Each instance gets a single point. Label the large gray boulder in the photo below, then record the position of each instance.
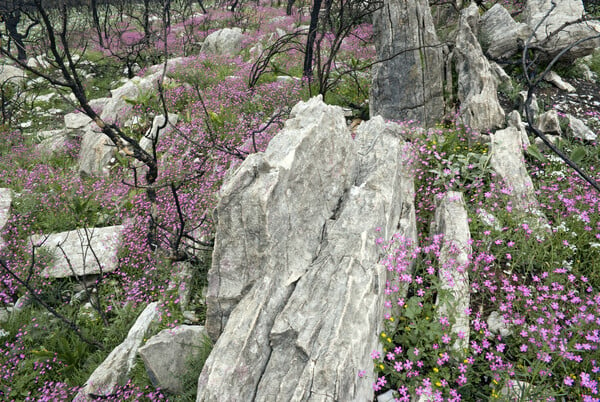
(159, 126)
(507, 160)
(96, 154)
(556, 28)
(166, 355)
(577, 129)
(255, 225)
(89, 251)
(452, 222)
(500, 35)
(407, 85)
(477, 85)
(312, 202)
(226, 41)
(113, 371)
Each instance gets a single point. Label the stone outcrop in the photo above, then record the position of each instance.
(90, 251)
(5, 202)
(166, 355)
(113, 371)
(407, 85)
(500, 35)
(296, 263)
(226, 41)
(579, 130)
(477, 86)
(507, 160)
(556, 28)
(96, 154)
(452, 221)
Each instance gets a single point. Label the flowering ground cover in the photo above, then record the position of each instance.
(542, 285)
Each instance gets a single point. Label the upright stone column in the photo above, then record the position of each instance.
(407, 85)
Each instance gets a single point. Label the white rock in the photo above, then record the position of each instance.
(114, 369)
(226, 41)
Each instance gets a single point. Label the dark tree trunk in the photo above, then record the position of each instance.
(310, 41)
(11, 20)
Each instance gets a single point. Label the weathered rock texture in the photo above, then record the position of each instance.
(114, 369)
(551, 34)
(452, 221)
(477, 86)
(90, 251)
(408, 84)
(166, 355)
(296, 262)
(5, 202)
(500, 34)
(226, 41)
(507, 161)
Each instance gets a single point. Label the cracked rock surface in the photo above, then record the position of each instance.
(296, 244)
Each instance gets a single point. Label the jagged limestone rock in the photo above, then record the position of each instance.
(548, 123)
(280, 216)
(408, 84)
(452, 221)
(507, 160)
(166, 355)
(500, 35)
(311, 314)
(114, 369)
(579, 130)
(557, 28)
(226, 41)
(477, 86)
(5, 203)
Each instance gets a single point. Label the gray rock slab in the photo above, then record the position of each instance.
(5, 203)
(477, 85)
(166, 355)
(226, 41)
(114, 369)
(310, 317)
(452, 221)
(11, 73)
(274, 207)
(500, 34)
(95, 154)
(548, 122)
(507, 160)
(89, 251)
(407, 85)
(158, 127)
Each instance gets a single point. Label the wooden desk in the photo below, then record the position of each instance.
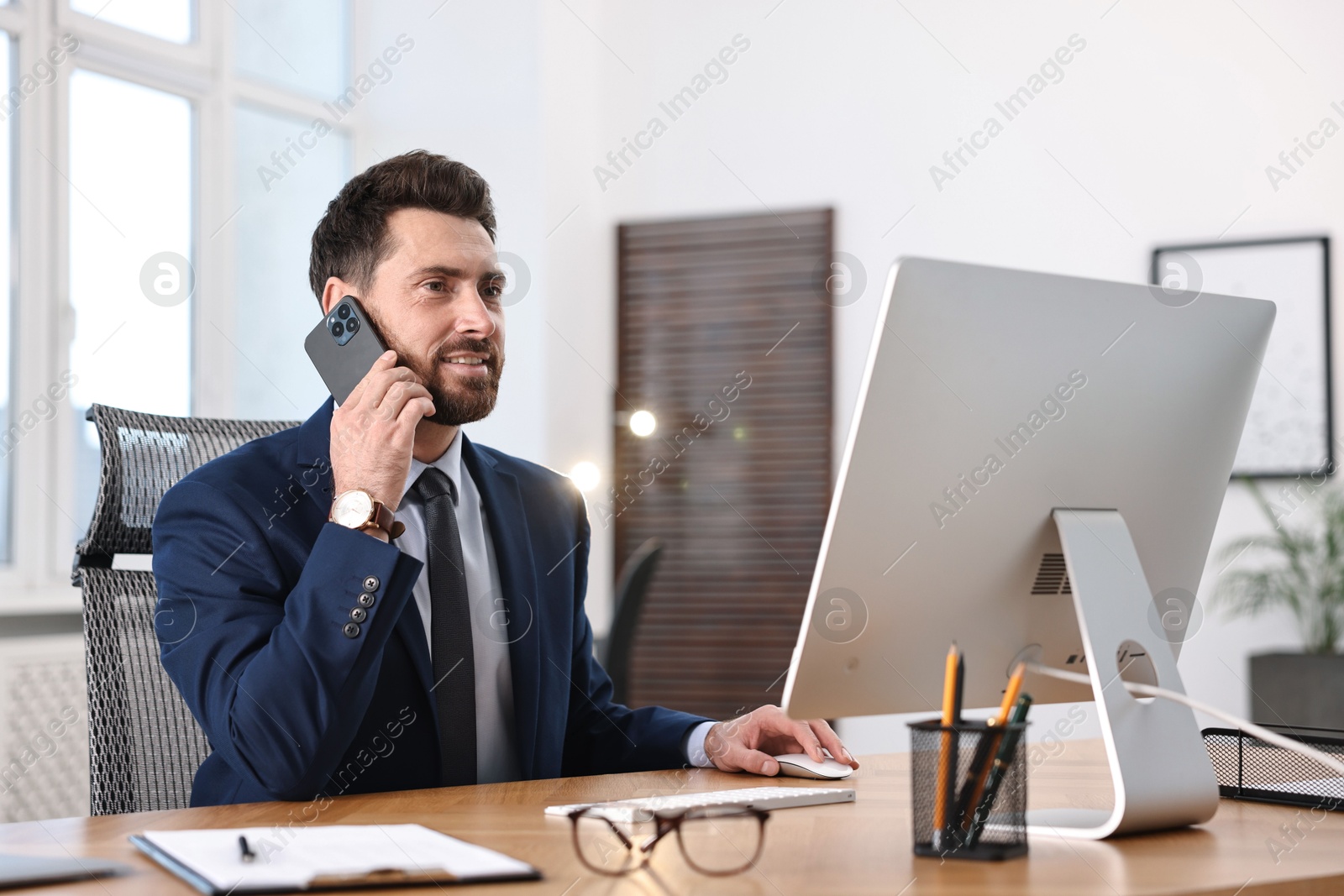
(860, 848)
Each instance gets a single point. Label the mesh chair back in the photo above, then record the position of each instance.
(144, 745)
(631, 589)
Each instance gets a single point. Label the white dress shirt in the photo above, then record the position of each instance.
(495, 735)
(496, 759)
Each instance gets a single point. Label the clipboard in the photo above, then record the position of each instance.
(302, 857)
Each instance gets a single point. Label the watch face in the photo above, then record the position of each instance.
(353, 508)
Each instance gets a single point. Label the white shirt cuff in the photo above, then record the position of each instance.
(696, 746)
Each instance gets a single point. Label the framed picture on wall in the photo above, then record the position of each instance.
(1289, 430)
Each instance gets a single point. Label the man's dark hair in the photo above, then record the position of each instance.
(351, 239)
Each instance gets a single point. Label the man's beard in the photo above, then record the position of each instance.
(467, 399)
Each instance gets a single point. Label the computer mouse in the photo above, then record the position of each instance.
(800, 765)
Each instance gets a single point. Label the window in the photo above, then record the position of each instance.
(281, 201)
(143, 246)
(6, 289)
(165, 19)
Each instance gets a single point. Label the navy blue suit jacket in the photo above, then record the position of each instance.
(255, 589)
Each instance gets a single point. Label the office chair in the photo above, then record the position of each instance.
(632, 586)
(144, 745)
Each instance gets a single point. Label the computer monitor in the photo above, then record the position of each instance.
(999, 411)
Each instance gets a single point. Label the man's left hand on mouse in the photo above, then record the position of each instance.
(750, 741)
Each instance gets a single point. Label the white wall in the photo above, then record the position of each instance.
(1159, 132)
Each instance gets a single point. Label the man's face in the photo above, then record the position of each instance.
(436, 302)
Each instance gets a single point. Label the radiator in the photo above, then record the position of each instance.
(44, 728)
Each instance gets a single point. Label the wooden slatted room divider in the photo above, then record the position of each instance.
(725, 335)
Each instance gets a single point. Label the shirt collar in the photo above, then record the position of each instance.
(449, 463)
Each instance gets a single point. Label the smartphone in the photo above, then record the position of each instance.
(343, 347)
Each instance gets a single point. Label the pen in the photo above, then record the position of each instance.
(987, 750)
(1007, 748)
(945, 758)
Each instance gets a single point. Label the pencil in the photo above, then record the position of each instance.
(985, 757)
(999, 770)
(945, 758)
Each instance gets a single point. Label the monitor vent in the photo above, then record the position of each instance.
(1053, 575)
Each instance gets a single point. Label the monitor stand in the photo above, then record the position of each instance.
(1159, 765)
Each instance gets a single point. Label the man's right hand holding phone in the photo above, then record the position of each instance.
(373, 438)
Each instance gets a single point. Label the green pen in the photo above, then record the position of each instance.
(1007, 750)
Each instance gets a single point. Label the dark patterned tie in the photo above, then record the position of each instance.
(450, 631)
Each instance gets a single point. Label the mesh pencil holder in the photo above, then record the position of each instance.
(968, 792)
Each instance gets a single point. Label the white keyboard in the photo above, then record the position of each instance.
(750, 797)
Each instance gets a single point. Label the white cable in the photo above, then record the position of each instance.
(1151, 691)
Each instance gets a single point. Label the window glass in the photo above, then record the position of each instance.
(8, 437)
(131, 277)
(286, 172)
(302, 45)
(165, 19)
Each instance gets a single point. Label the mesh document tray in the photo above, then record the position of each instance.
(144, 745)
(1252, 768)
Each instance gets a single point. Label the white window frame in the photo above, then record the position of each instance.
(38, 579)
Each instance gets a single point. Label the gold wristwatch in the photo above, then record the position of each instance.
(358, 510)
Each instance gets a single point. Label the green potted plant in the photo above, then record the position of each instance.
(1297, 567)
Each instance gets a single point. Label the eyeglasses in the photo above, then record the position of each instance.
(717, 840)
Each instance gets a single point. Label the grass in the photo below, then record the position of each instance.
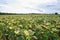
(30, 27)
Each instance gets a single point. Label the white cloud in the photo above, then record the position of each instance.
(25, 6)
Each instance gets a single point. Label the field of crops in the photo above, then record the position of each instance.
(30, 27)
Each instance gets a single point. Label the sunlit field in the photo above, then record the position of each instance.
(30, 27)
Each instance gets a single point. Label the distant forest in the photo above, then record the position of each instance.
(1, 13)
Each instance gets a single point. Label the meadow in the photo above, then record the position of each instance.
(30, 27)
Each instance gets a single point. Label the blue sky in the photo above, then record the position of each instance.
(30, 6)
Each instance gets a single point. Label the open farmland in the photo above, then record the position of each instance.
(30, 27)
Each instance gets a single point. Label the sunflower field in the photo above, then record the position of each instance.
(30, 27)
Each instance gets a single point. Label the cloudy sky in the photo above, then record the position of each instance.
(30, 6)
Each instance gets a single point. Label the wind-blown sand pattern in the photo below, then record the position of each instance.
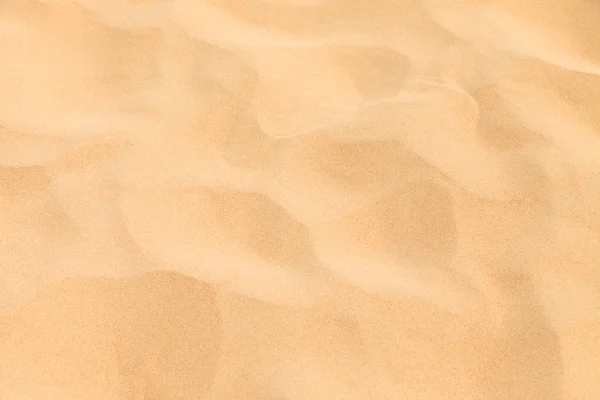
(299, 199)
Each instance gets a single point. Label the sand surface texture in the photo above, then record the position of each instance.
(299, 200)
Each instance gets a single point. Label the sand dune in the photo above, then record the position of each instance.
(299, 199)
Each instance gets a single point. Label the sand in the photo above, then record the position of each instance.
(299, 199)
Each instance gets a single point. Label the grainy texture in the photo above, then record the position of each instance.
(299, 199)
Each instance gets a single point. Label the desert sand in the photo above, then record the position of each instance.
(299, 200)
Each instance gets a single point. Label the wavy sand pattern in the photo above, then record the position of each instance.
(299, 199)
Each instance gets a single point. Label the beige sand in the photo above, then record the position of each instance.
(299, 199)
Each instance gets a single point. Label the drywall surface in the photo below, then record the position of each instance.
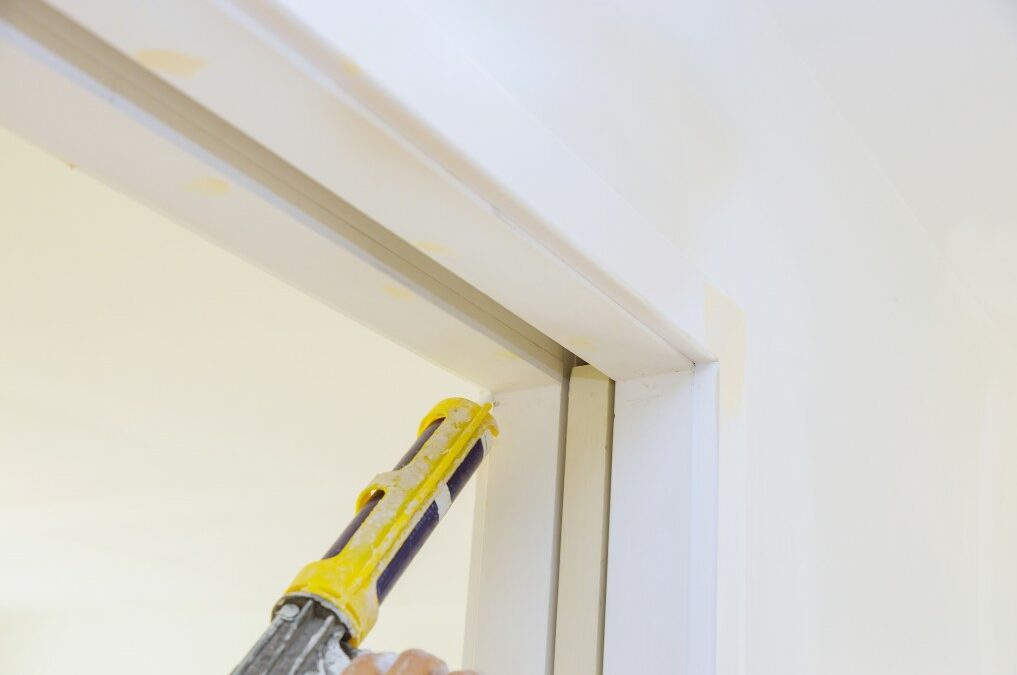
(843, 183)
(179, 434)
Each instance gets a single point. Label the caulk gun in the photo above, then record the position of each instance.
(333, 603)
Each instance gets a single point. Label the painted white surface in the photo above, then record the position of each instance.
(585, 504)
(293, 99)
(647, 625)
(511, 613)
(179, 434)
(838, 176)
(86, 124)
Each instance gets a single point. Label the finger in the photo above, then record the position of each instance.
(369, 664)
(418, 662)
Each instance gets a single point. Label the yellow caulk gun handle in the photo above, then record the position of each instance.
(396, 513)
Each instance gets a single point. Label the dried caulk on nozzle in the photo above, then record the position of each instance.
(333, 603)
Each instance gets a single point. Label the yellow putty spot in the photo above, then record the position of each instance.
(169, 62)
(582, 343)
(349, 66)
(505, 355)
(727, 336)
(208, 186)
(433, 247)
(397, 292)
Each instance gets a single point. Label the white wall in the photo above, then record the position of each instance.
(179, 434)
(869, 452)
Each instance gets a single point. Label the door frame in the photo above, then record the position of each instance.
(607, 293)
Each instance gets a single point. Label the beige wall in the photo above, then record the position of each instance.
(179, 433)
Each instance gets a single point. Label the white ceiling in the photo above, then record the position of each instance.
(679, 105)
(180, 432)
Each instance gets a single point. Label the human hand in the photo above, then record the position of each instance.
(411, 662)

=======

### Exercise goal
Could you rewrite everything from the line containing "Each instance gets a single point. Label the drywall" down to the end of the records, with the requests included and the pictures left out, shifting both coordinates of every point up by 35?

### Solution to this exercise
Each instance gets a single point. Label the drywall surface in the photo below, then record the position of each instance.
(878, 218)
(214, 469)
Each instance gets a single point. Label the caulk gun in the photo above, then record the position of each instance.
(368, 638)
Each instance gets a single point. Label the painted white surface in the photo above, then record the position of each instance.
(620, 539)
(328, 134)
(682, 660)
(546, 648)
(214, 469)
(873, 211)
(121, 159)
Each instance gets a single point. Label the finger in the photo above, then record the position of each instance.
(404, 699)
(453, 697)
Each instance gets a single point. Label the yellow caulk gun handle in the photo above, then record the position of each instance.
(431, 548)
Each instance gets a single point. Label the dried caulk on nozzle in the photo above, then record the position of each instance.
(368, 638)
Each instance gets a single point. Label the yellow putty spot in the photo above, then record the position of each instance.
(204, 97)
(617, 378)
(384, 101)
(540, 390)
(762, 371)
(243, 221)
(468, 282)
(432, 327)
Each instance gets a single point. Label the white wall in the photo above, then record the position of each instance.
(214, 469)
(904, 487)
Each instance gets a single point. Label the door frame in the photo above, then record the position of each instance.
(642, 328)
Each instance gets a single point. Label the beige wall in the photo above, then record the position of each instance.
(214, 468)
Each instance gets a single point. Label the white ceiling in the photo above, then record the position of each instance.
(714, 140)
(215, 467)
Each instance gets a single point. Label the human hand in the photo above, then record the position of each instance.
(446, 697)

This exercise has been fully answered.